Walt Disney visited the village on the afternoon of Thursday 7 July 1949, in an attempt to trace his ancestry. The visit is recorded in the British magazine Illustrated.

Disney had been in the UK from 20 June 1949, arriving at Southampton on ; he embarked on a six-day motoring holiday with his two teenage daughters, Diane and Sharon, and his wife, with a convoy of cars. After seeing the village, he left for a night at Boroughbridge in North Yorkshire, later visiting 8 Howard Place in Edinburgh on 8 July. He visited Loch Ness. Disney also planned to visit the Derbyshire Peaks, Stratford-upon-Avon, the Scottish Highlands, and Burns country. He later stayed at Drumnadrochit Hotel in Drumnadrochit.

Disney spoke to the vicar, Rev R. K. Roper, who said that Disney was a 'charming unaffected person'. The Rev Roper had attended St John's College, Durham in the late 1920s, being ordained in 1930, and became a curate at Holy Trinity, Gainsborough from 1932, then became chaplain and teacher at Chigwell School in Essex from April 1934; in March 1948 he became the Rural Dean of the Deanery of Graffoe, and later moved to St Andrew at Chardstock in east Devon, on July 14 1958. He later worked with the Henry Bradshaw Society in the 1960s.

Disney's daughters had decided that their father had been working too hard, and needed a rest.

His film Treasure Island was being filmed at Denham Film Studios from 4 July 1949, being also filmed at Falmouth and Hartland Quay at Bideford, in Devon, from 4 July 1949 on the Ryelands 158-ton schooner, owned by Plym Shipping Line, for three weeks. It was the first film that Disney had made abroad.

In 2023, Disney historian Sebastien Durand commented on Norton Disney and its connection to Walt Disney: "This is the oldest place in England where you can find a trace of Disney, of Walt Disney's history and his family tree and even his coat of arms. The name comes from here. The exact possibility that Walt Disney is related to that is, I would say, 99%."

===Prince Charles visit===
The Prince of Wales visited the Hill Holt Wood social enterprise in January 2009, and later visited Brant Broughton.

========

> Work instructions:
**a.** In the text about Walt Disney's 1949 visit, copy word for word everything from "His film Treasure" down to "had made abroad.".
**b.** According to the text about Walt Disney's 1949 visit, on what date did Disney visit 8 Howard Place in Edinburgh?
These entries have no connection to the text about Walt Disney's 1949 visit.

Saved entries
========

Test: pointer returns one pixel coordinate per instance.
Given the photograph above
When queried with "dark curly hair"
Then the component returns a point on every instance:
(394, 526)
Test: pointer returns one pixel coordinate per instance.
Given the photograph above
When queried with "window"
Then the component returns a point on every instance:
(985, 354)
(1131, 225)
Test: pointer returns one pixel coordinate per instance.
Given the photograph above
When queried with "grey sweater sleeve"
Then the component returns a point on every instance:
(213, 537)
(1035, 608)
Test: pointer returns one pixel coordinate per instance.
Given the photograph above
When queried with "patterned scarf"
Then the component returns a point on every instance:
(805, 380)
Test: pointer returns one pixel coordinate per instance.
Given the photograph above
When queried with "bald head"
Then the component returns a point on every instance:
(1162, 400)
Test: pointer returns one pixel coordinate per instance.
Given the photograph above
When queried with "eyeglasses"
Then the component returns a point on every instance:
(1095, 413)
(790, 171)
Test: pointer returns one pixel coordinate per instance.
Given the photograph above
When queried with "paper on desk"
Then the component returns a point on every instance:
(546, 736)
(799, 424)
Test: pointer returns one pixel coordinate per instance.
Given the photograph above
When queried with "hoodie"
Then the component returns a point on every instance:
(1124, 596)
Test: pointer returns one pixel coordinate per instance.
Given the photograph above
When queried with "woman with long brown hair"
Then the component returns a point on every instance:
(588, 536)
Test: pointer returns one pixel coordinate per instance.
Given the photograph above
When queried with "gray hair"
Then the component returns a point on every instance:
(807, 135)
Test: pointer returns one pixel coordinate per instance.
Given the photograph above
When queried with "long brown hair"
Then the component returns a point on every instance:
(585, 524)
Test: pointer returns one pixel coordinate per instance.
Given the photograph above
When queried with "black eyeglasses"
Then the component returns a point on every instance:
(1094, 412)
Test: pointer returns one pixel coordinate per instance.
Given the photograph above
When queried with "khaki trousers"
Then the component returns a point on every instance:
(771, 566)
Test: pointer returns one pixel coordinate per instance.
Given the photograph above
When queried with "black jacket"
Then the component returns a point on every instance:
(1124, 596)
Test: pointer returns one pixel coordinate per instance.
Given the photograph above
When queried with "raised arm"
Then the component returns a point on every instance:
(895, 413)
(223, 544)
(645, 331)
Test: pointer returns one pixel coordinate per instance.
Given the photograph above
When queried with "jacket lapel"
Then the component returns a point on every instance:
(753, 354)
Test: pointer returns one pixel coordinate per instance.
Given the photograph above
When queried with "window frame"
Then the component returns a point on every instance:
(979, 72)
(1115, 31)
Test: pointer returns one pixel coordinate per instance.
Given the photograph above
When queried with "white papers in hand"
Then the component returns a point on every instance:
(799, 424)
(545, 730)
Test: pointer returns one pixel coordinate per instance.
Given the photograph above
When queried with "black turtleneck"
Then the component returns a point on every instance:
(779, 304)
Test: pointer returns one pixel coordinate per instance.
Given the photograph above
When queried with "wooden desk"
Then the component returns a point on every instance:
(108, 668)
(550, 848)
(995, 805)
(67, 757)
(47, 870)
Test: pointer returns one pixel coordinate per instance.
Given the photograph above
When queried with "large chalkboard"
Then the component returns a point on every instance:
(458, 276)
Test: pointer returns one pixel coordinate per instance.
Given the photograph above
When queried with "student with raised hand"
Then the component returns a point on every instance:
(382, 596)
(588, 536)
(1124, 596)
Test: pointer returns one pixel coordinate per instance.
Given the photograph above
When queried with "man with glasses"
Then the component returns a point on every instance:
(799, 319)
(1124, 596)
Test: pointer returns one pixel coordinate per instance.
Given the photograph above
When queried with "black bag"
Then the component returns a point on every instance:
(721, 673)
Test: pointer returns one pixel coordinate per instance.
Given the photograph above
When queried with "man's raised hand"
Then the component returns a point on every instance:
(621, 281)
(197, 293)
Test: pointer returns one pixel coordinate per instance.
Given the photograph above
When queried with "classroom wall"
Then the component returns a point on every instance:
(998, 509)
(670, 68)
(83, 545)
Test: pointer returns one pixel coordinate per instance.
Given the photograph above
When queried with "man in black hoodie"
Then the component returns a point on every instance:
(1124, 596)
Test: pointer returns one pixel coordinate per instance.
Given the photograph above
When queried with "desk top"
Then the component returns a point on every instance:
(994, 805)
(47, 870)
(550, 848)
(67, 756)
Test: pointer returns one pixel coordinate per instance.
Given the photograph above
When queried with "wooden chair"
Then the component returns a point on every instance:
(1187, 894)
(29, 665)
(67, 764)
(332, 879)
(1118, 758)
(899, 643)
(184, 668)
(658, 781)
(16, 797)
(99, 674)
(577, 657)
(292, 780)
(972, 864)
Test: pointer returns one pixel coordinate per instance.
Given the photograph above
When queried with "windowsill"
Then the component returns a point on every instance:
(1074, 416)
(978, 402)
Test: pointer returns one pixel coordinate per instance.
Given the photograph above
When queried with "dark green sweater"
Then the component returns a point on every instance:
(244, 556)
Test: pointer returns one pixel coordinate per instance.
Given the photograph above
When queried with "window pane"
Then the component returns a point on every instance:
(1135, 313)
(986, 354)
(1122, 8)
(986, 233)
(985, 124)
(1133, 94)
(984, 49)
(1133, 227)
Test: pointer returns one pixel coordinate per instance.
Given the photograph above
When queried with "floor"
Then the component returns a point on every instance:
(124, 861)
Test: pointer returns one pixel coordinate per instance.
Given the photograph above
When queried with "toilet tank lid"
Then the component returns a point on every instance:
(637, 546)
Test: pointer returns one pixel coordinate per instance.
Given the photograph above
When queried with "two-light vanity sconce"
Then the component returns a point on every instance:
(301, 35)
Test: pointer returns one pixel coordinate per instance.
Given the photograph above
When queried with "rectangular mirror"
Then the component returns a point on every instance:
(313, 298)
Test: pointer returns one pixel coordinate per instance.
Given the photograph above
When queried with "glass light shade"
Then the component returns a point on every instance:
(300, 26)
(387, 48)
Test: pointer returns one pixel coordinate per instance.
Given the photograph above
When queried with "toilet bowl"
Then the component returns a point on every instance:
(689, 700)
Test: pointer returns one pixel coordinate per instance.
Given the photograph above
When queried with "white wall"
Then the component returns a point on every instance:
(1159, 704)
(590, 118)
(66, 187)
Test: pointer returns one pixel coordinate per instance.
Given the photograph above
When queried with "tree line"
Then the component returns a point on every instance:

========

> Responses by item number:
**a.**
His film Treasure Island was being filmed at Denham Film Studios from 4 July 1949, being also filmed at Falmouth and Hartland Quay at Bideford, in Devon, from 4 July 1949 on the Ryelands 158-ton schooner, owned by Plym Shipping Line, for three weeks. It was the first film that Disney had made abroad.

**b.** On 8 July.